Transcribe each entry so that it matches the original exactly.
── SUPPLIED MATERIAL ──
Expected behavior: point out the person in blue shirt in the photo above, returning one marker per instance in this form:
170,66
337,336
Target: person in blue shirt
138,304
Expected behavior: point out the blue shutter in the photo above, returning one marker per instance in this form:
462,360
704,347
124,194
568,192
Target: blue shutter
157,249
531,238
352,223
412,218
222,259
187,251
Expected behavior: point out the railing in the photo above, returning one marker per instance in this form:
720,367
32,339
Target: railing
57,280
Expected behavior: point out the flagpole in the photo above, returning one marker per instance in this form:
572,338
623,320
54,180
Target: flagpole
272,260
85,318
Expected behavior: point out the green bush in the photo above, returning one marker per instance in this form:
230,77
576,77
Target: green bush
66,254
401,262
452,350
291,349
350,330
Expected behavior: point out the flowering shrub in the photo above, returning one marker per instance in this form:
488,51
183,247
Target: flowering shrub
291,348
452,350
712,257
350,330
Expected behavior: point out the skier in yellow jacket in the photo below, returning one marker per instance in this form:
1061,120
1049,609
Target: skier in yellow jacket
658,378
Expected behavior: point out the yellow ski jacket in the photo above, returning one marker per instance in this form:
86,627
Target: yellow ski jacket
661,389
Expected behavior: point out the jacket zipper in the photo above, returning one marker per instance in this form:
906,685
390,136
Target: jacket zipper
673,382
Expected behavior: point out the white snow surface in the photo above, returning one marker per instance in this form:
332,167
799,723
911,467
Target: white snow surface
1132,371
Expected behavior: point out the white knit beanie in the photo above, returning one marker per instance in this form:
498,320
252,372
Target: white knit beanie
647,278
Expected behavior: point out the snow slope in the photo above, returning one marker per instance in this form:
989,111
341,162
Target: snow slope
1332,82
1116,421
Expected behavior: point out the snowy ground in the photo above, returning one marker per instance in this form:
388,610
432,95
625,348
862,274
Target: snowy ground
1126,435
───
*RESPONSE FOR THIS EXERCISE:*
Expected behavior: point out the person in blue shirt in the photo above, returning one marker per instance in this form:
170,66
337,336
Target: person in blue shirt
138,304
Expected behavior: point out the blue shutter in the photo above, returning one marker per instance in this form:
462,360
704,347
124,194
568,192
Target: blue shutter
157,249
531,238
352,223
412,218
222,259
187,251
Expected behavior: point out the railing in the photo above, returning one marker per instance in this form:
720,367
32,339
Target: railing
57,280
Expected behavior: point out the flagpole in the photo above, returning one marker per instance in this form:
572,338
623,320
54,180
Target: flagpole
272,260
85,318
Expected behavior: point out the green bush in the photo above, returning one marker per instance in this form:
230,77
576,77
Target: green bush
66,254
401,262
452,350
291,349
350,330
Expected behavior: point out the flowering shrub in the photo above, returning one marker per instance in this form:
488,51
183,247
Target: flowering shrub
291,348
452,350
712,257
350,330
Expected behavior: point out the skier in yellow jacket in the photo below, returning one marker per instance in this form:
1061,120
1049,609
Target: skier in yellow jacket
658,378
Expected behavior: point out the yellow ski jacket in the photo above, returning one marker per instance in this form:
86,627
Target: yellow ski jacket
661,389
Expected behavior: point out the jacket zipper in the photo above, returning one marker per instance in this form:
906,685
390,136
Target: jacket zipper
673,382
Expected behavior: point out the white snow surface in the photo above, returning one marker per instance in this form:
332,167
799,723
911,467
Target: white snow surface
1132,371
Expected behavior: point out the white knit beanie in the photo above, returning one marker per instance in this form:
498,320
252,372
Target: white knit beanie
647,278
Expected behavior: point out the snow slope in the photo above, returning one marker per instance in this form:
989,111
341,162
Target: snow slope
1332,82
1116,421
Expected behavior: point out the snowy ground in the photo above, returning one marker per instance in this form:
388,610
432,95
625,348
862,274
Target: snowy ground
1126,435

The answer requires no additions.